## STUDY QUESTIONS:
1 > In the text about Moremi Game Reserve, where was the first meeting to form the Ngamiland Fauna Conservation Society held?
2 > Return the passage in the text about Moremi Game Reserve from "Khama is not" to "ensnare wild animals.", copied word for word.

## TEXT SEGMENT:
------------------------------
The book tells the story of how Moremi Game Reserve was established by a multi-racial and multi-tribal cast of actors who formed what came to be known as the Ngamiland Fauna Conservation Society (NFCS). The first meeting to form the Society was held in November 1962 at Riley’s Hotel which, as Bolaane writes, “was the hub of white village social life.” At this point, the supreme traditional leader in Ngamiland was Regent Mohumagadi Pulane Moremi. The heir, Letsholathebe, father to Maun West MP, Kgosi Tawana Moremi, was studying public administration in the United Kingdom, having completed his secondary school education in South Africa.

The Society’s external relations were coordinated by a British couple of born-again conservationists, Robert and June Kay, who had come to Ngamiland on a hunting expedition. Upon the couple’s arrival in Ngamiland, a “discreet” note from the Game Department warned the District Commissioner that “Robert was a molester of helpless elephants.” The alleged molester soon became friends with Jack Chase, a former veterinary officer who, upon retirement, established Chase Me Inn (later Mahalapye Hotel) in what was then called GammaNgwato.

The Society set up a global support network into which it tapped for financial and other forms of assistance. One of its sympathisers was Raymond Dart of the University of the Witwatersrand in South Africa who suggested to the Society’s executive committee that Seretse and his wife, Ruth, should be lobbied for support.

“This was at a time when Seretse Khama, the founder of the Botswana Democratic Party, was involved in campaigning for independent constitutional development of Botswana. Seretse Khama was more concerned with marketing beef,” writes Bolaane, before quoting another scholar, Clive Spinage, who, in his book, “Gleanings of Game Affairs in the Bechuanaland Protectorate”, states that Khama’s lack of sympathy for wildlife played itself out in the trajectory of his political career.

The statement that Bolaane quotes from the latter book says that Khama’s “less benign attitude towards game was to influence government policy from 1966 to 1980 (the year of his death), a policy not of benign neglect but of deliberate neglect.”

Khama is not the only post-independence leader to not come out smelling of roses in Bolaane’s book. The other is Colin Blackbeard, the former works, transport and communications minister and father to Botswana’s current High Commissioner to the United Kingdom, Roy Blackbeard. In effort to garner international support for the NFCS’ cause, June Kay made numerous freelance submissions to publications around the world. In one article headlined “Lion cub curfew” she provided gruesome details about how some hunters were using steel jaw traps along the Khwai River to ensnare wild animals.
------------------------------
## DATA:
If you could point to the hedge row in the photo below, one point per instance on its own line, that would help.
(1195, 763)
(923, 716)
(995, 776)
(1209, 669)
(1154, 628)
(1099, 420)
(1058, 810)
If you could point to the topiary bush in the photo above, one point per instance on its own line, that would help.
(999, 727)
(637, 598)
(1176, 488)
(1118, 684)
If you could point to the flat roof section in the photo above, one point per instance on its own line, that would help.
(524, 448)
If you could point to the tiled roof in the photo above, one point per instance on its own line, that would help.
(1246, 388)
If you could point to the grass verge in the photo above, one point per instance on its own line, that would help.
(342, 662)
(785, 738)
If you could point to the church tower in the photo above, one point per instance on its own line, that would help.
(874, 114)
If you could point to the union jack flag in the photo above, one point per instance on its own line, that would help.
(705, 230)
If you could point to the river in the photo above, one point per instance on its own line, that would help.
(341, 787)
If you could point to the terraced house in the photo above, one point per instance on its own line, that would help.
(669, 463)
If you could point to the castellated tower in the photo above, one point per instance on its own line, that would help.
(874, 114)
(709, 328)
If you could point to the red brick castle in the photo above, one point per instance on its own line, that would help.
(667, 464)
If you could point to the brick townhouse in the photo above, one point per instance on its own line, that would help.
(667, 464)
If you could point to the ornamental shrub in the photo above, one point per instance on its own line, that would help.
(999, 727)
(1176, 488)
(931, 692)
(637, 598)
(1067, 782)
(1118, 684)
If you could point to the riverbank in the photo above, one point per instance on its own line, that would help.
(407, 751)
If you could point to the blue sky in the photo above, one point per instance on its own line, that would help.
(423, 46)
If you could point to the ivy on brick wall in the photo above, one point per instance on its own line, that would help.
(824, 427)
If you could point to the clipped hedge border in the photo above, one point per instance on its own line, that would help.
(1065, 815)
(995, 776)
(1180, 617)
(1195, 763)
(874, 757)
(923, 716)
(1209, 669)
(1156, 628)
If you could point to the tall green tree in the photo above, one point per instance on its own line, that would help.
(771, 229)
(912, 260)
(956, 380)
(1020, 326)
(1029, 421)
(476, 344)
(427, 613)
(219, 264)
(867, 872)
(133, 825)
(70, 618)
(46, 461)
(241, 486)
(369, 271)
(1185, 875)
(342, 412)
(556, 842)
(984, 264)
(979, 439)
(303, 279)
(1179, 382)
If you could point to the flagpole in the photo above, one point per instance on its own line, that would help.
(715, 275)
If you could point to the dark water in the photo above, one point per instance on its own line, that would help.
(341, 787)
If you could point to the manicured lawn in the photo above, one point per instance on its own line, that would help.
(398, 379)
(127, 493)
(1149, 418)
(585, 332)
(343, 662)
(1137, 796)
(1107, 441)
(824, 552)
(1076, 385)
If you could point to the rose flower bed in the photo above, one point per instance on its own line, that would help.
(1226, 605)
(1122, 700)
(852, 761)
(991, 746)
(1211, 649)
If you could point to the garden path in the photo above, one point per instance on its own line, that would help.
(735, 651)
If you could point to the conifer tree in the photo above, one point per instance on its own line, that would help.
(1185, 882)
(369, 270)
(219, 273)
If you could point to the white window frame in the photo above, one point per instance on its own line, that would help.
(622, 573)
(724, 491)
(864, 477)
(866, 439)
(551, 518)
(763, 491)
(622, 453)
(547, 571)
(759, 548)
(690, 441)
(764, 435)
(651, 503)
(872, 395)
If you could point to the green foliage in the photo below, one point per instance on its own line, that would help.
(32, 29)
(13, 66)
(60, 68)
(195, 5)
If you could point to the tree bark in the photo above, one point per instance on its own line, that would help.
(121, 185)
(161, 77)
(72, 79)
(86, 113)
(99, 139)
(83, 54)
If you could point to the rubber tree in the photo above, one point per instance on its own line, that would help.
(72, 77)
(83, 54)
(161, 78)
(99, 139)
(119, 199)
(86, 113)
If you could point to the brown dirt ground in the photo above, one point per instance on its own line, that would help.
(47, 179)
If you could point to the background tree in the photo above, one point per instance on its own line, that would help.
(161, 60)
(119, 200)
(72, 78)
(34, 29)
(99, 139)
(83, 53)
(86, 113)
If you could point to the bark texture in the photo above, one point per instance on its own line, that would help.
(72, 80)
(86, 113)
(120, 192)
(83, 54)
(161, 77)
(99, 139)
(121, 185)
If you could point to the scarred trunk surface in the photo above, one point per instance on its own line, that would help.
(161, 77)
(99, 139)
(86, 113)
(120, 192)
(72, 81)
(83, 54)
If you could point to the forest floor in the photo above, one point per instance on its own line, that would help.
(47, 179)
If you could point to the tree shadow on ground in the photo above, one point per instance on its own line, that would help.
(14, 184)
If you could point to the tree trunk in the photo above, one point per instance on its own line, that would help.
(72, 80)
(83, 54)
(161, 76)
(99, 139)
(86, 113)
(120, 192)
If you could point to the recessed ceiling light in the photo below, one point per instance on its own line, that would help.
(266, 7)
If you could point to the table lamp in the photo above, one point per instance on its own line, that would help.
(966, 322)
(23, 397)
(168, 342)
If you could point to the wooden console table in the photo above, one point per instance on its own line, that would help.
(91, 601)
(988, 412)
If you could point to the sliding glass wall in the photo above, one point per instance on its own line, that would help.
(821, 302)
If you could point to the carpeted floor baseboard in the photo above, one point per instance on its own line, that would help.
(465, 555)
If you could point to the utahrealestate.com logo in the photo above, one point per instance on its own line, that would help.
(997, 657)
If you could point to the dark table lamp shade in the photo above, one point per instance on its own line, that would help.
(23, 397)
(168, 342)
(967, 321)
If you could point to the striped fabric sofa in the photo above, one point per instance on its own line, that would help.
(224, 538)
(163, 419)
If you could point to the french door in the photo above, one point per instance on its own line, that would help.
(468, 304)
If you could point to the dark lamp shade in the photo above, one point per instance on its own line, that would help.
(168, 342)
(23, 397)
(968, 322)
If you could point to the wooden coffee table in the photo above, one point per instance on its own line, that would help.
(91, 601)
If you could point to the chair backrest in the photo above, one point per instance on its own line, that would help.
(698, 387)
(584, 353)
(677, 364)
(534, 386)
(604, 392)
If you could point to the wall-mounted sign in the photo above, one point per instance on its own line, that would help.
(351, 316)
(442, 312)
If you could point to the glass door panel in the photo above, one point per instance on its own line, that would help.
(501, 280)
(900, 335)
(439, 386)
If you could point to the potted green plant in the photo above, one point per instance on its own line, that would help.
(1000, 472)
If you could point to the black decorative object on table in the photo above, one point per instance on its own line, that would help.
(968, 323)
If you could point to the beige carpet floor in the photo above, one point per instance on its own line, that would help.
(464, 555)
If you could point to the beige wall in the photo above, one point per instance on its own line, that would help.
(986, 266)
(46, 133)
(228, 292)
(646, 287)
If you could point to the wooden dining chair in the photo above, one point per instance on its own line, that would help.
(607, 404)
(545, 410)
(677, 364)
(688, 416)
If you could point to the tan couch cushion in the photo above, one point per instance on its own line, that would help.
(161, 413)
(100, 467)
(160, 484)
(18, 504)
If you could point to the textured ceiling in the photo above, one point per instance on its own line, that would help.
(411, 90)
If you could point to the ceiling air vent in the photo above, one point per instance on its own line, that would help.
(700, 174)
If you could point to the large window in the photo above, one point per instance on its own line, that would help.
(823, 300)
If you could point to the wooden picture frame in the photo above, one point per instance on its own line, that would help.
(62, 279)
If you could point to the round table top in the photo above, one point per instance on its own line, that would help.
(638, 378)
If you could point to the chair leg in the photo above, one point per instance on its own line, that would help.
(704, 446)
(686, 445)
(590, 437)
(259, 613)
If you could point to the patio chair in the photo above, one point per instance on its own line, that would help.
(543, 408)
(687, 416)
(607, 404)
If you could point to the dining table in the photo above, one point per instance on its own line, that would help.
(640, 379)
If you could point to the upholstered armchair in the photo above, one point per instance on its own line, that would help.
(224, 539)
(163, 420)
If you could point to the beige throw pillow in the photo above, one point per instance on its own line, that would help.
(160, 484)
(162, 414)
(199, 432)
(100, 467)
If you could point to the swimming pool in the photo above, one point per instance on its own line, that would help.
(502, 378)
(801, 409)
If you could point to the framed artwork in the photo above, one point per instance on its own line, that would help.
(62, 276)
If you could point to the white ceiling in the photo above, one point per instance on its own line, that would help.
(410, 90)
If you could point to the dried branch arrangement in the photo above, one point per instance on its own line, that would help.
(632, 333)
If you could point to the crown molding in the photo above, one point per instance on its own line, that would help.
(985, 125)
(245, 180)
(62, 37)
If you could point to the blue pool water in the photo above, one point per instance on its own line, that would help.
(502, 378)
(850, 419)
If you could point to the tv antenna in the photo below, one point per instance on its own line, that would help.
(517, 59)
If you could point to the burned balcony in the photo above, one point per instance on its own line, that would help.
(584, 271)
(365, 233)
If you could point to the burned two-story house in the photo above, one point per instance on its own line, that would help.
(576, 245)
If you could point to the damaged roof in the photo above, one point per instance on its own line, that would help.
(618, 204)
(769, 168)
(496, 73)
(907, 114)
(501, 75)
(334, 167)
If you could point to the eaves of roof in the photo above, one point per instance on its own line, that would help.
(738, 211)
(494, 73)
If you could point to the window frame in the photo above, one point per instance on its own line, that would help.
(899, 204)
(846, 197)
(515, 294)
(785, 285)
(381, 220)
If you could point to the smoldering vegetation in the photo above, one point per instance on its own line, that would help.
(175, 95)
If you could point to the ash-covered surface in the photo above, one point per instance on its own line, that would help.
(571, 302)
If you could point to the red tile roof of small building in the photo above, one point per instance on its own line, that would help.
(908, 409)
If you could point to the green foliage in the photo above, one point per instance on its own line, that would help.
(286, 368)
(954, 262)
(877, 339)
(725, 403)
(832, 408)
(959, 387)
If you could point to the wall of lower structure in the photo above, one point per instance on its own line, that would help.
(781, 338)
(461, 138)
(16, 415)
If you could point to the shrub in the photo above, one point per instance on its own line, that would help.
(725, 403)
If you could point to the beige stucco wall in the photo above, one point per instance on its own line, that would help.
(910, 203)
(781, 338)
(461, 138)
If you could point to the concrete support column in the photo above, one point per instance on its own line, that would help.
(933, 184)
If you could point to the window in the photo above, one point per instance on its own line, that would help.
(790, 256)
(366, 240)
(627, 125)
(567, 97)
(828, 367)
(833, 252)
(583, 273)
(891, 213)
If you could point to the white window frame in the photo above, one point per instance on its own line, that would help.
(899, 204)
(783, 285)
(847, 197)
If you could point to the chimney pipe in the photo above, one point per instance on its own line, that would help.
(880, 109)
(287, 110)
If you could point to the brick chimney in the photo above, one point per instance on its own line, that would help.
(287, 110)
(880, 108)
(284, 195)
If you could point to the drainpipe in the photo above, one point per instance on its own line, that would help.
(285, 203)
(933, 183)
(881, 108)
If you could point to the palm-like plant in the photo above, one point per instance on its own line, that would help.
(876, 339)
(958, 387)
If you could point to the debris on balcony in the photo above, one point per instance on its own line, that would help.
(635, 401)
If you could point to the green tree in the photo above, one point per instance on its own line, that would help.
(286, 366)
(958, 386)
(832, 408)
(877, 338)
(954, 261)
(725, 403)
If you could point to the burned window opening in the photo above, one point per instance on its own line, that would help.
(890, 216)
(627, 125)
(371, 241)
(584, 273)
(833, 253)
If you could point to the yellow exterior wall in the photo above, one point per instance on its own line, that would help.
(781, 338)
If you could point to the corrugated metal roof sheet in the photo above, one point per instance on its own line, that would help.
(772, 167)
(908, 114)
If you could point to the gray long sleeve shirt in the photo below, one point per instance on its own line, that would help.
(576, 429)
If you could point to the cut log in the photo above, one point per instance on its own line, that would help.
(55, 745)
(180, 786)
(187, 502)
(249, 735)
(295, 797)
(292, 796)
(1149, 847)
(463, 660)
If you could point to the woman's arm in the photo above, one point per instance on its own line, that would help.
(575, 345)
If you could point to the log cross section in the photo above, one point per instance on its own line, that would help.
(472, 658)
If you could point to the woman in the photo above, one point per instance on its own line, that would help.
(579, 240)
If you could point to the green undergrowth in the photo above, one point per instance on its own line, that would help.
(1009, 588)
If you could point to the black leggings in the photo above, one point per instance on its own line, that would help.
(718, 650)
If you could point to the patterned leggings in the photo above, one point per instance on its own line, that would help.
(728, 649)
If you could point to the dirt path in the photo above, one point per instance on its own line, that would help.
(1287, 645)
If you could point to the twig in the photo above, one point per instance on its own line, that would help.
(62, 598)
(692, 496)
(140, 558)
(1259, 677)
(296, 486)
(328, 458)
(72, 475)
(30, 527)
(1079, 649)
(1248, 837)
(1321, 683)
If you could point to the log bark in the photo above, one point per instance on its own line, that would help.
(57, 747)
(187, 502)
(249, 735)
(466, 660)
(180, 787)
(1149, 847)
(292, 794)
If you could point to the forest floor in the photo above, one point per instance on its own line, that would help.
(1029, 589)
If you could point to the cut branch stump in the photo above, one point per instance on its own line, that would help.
------------------------------
## TASK ANSWERS:
1 > At Riley's Hotel, in November 1962.

2 >
Khama is not the only post-independence leader to not come out smelling of roses in Bolaane’s book. The other is Colin Blackbeard, the former works, transport and communications minister and father to Botswana’s current High Commissioner to the United Kingdom, Roy Blackbeard. In effort to garner international support for the NFCS’ cause, June Kay made numerous freelance submissions to publications around the world. In one article headlined “Lion cub curfew” she provided gruesome details about how some hunters were using steel jaw traps along the Khwai River to ensnare wild animals.